EXCERPT PROVIDED >>
#####
Water plan to beat monsoon blues

The Public Health Engineering Organisation has come up with a monsoon plan to ensure smooth supply of drinking water to those living in the city's low-lying areas that often gets flooded during rains.

Sandeep Mishra Published 21.07.16, 12:00 AM

Bhubaneswar, July 20: The Public Health Engineering Organisation has come up with a monsoon plan to ensure smooth supply of drinking water to those living in the city's low-lying areas that often gets flooded during rains.

According to the plan, control rooms will be set up at public health offices to act on complaints lodged by residents. One nodal officer will monitor the functioning of these control rooms.

At present, the city has three such control rooms functioning at Vani Vihar, Saheed Nagar and one behind the secretariat. Public Health Engineering Organisation officials have also put a round the clock surveillance and monitoring system in place. There will be dedicated manpower at treatment plants to facilitate immediate restoration in case of breakdown.

Incessant rain during monsoon submerges the low-lying areas of Acharya Vihar, Nayapalli, Behera Sahi, Jayadev Vihar, Bhimatangi, Jagamohan Nagar, Bomikhal, Laxmi Sagar, Soubhagya Nagar, Palasuni, Nayapally and Old Town.

Nayapally resident Rabindra Parida said following a heavy rain several parts of his locality remain waterlogged for days. This leads power failure and even water supply to these places is affected.

"If there is no electricity, there is no water. Safe drinking water has become a necessity during monsoon in such situations. I hope that the plan of the administration works," said Parida.
#####
ROWS >>
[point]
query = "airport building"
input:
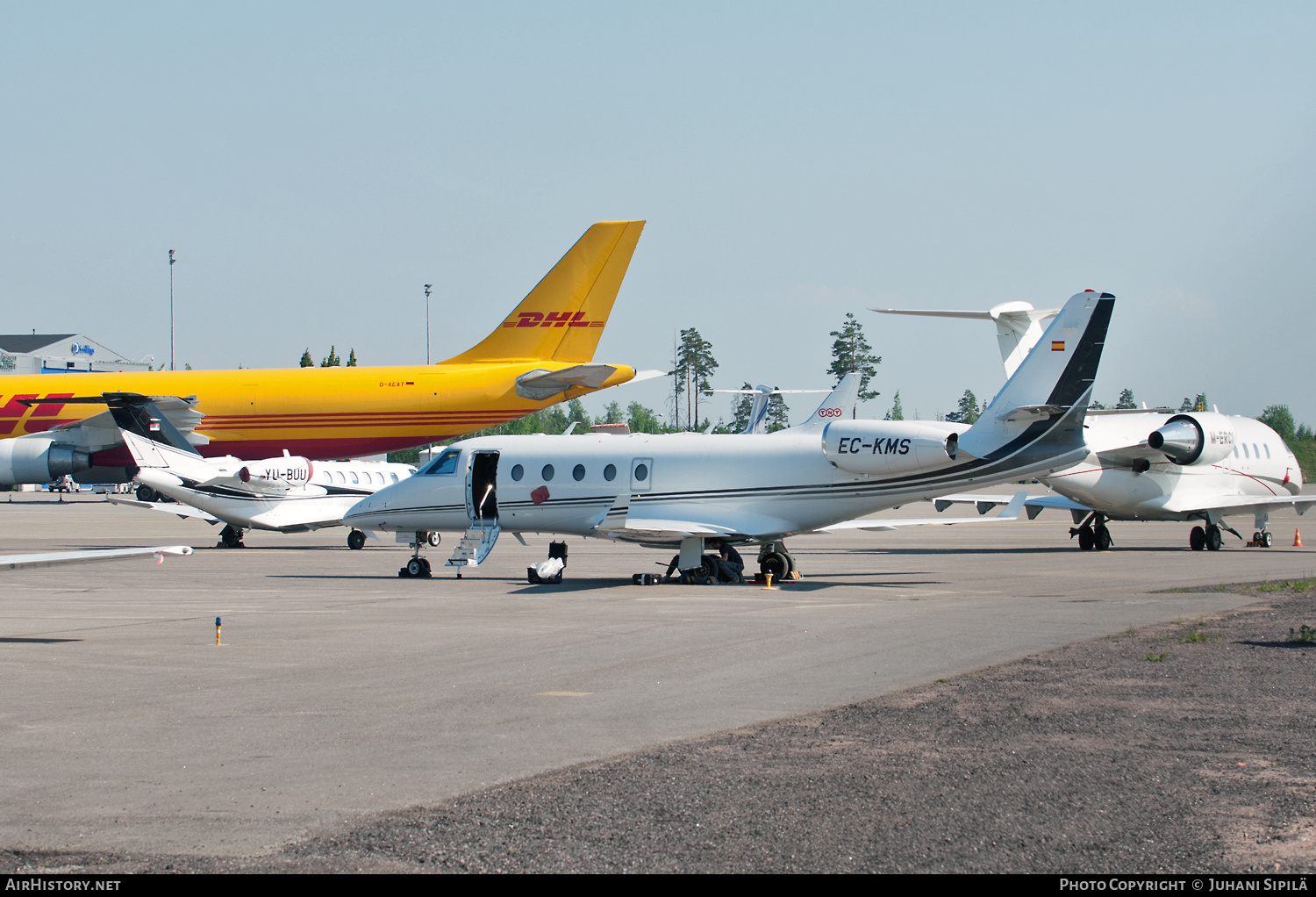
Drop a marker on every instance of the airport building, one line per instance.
(66, 353)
#####
INSTRUCTIONS >>
(a) Set down the whole article on the Bhubaneswar monsoon water plan exactly as it appears, with no changes.
(b) Collect every line of the entries that holds the string "airport" and copy those lines unchanged.

SOLUTIONS PER TASK >>
(a)
Water plan to beat monsoon blues

The Public Health Engineering Organisation has come up with a monsoon plan to ensure smooth supply of drinking water to those living in the city's low-lying areas that often gets flooded during rains.

Sandeep Mishra Published 21.07.16, 12:00 AM

Bhubaneswar, July 20: The Public Health Engineering Organisation has come up with a monsoon plan to ensure smooth supply of drinking water to those living in the city's low-lying areas that often gets flooded during rains.

According to the plan, control rooms will be set up at public health offices to act on complaints lodged by residents. One nodal officer will monitor the functioning of these control rooms.

At present, the city has three such control rooms functioning at Vani Vihar, Saheed Nagar and one behind the secretariat. Public Health Engineering Organisation officials have also put a round the clock surveillance and monitoring system in place. There will be dedicated manpower at treatment plants to facilitate immediate restoration in case of breakdown.

Incessant rain during monsoon submerges the low-lying areas of Acharya Vihar, Nayapalli, Behera Sahi, Jayadev Vihar, Bhimatangi, Jagamohan Nagar, Bomikhal, Laxmi Sagar, Soubhagya Nagar, Palasuni, Nayapally and Old Town.

Nayapally resident Rabindra Parida said following a heavy rain several parts of his locality remain waterlogged for days. This leads power failure and even water supply to these places is affected.

"If there is no electricity, there is no water. Safe drinking water has become a necessity during monsoon in such situations. I hope that the plan of the administration works," said Parida.

(b)
query = "airport building"
Drop a marker on every instance of the airport building, one line per instance.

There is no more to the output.